TASK ITEM: Once the line containing "head in the photo above." is found in the data below, output that line and every line after it through the last, unchanged and with nothing else.

MATERIAL SUPPLIED:
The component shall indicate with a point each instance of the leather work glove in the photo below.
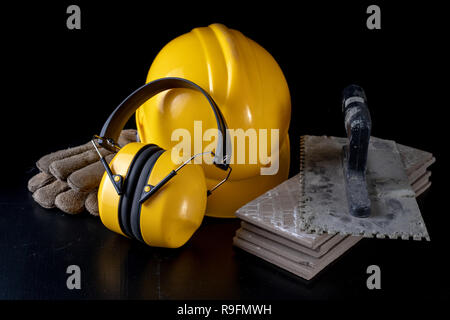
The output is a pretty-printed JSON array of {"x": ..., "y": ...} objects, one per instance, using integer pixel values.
[{"x": 69, "y": 178}]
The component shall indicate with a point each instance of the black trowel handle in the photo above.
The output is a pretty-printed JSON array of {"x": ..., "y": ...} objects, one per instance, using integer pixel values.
[{"x": 358, "y": 125}]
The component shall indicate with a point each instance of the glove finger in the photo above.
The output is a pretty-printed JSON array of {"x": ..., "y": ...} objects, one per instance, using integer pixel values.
[
  {"x": 127, "y": 136},
  {"x": 61, "y": 169},
  {"x": 91, "y": 203},
  {"x": 46, "y": 195},
  {"x": 43, "y": 163},
  {"x": 88, "y": 178},
  {"x": 71, "y": 201},
  {"x": 40, "y": 180}
]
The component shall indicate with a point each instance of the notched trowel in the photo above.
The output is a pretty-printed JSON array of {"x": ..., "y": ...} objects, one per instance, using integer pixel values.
[{"x": 357, "y": 186}]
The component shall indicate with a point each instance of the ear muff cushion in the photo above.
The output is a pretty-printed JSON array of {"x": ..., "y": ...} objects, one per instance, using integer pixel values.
[
  {"x": 135, "y": 212},
  {"x": 133, "y": 174}
]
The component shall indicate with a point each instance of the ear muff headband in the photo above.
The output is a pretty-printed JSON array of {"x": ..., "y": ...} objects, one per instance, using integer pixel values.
[
  {"x": 131, "y": 179},
  {"x": 117, "y": 120},
  {"x": 135, "y": 212}
]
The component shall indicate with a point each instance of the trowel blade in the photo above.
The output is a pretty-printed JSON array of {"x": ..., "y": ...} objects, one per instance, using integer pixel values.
[{"x": 323, "y": 204}]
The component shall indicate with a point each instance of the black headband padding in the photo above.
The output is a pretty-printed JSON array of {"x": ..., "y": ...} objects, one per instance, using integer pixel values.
[
  {"x": 135, "y": 212},
  {"x": 130, "y": 182},
  {"x": 118, "y": 119}
]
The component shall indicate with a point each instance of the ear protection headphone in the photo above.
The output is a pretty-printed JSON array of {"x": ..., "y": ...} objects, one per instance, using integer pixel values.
[{"x": 145, "y": 196}]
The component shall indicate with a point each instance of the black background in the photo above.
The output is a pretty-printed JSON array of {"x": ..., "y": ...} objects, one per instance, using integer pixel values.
[{"x": 61, "y": 84}]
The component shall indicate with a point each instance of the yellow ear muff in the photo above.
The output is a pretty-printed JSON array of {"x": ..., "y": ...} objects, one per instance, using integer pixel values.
[{"x": 171, "y": 215}]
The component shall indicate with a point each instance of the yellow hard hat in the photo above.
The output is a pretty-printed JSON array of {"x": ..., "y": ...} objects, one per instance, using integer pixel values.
[{"x": 252, "y": 93}]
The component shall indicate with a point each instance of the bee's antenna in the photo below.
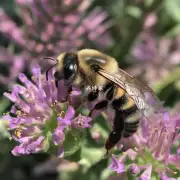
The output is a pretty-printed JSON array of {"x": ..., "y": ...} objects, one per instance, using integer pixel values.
[
  {"x": 50, "y": 58},
  {"x": 47, "y": 71}
]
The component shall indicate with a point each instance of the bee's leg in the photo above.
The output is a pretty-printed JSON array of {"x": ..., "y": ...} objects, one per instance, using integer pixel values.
[
  {"x": 56, "y": 82},
  {"x": 93, "y": 95},
  {"x": 116, "y": 134},
  {"x": 113, "y": 139}
]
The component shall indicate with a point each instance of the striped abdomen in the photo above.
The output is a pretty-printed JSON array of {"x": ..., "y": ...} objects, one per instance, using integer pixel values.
[
  {"x": 127, "y": 115},
  {"x": 126, "y": 120}
]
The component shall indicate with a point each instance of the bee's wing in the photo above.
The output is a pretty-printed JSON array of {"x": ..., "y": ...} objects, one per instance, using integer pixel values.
[{"x": 143, "y": 96}]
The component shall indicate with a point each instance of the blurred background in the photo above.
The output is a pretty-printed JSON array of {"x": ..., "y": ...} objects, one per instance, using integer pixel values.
[{"x": 143, "y": 35}]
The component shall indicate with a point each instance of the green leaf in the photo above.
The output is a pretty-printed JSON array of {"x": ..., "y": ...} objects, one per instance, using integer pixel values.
[
  {"x": 91, "y": 155},
  {"x": 3, "y": 131},
  {"x": 134, "y": 11}
]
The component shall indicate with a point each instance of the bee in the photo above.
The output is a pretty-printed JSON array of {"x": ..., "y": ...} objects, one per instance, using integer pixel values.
[{"x": 127, "y": 97}]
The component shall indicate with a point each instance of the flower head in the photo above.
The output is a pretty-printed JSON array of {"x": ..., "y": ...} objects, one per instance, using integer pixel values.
[
  {"x": 52, "y": 27},
  {"x": 40, "y": 116},
  {"x": 153, "y": 148}
]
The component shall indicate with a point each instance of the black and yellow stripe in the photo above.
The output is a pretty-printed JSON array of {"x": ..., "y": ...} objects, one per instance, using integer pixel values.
[{"x": 127, "y": 115}]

RESPONSE AREA:
The component shall indicate with a point each instance of the flower head in the photo above.
The output is a pretty-printed JSON array of {"x": ..., "y": ...} objects, one per instance, using integer pixel values.
[
  {"x": 52, "y": 27},
  {"x": 40, "y": 116},
  {"x": 153, "y": 148}
]
The component shall indicate with a point each instance of the black and yellow stripe in the photo above.
The output is a pretty-printed JSON array of {"x": ..., "y": ...} objects, one per instance, using integer pixel values.
[{"x": 127, "y": 115}]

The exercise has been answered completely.